What you have to do: For this exercise, write out the whole listing below exactly, omitting its images.

Supplied information:
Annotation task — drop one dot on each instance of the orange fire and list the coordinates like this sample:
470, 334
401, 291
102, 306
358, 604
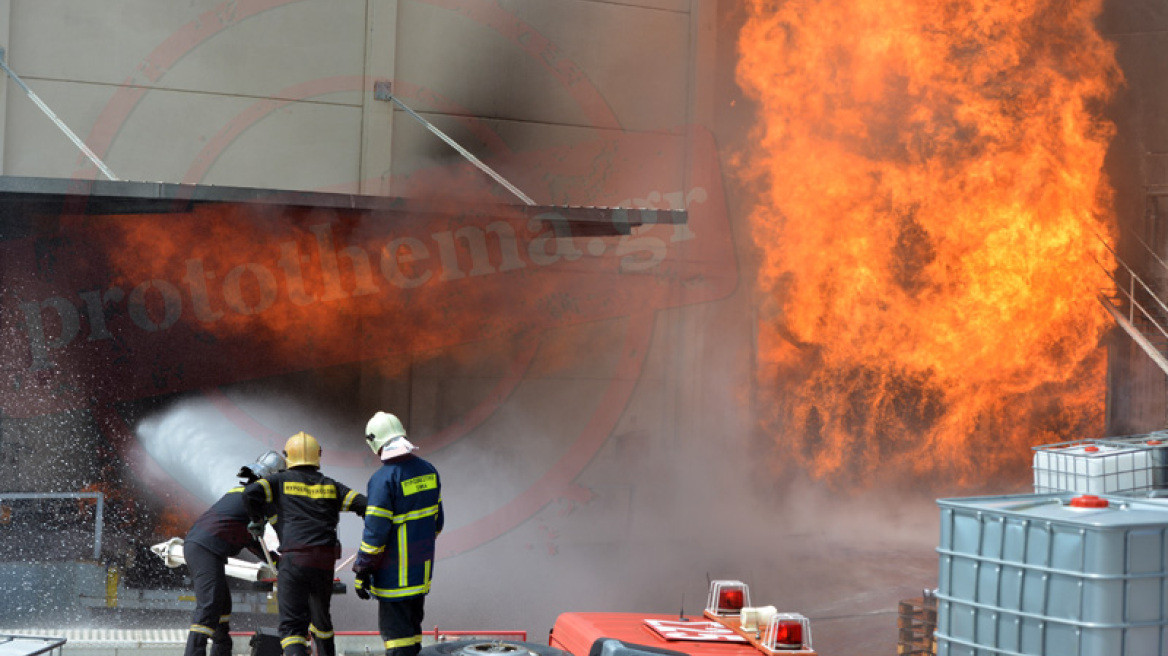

Task response:
Annotation task — drop one dot on each instance of the orange fire and list the coordinates like this sample:
470, 334
401, 291
102, 306
358, 604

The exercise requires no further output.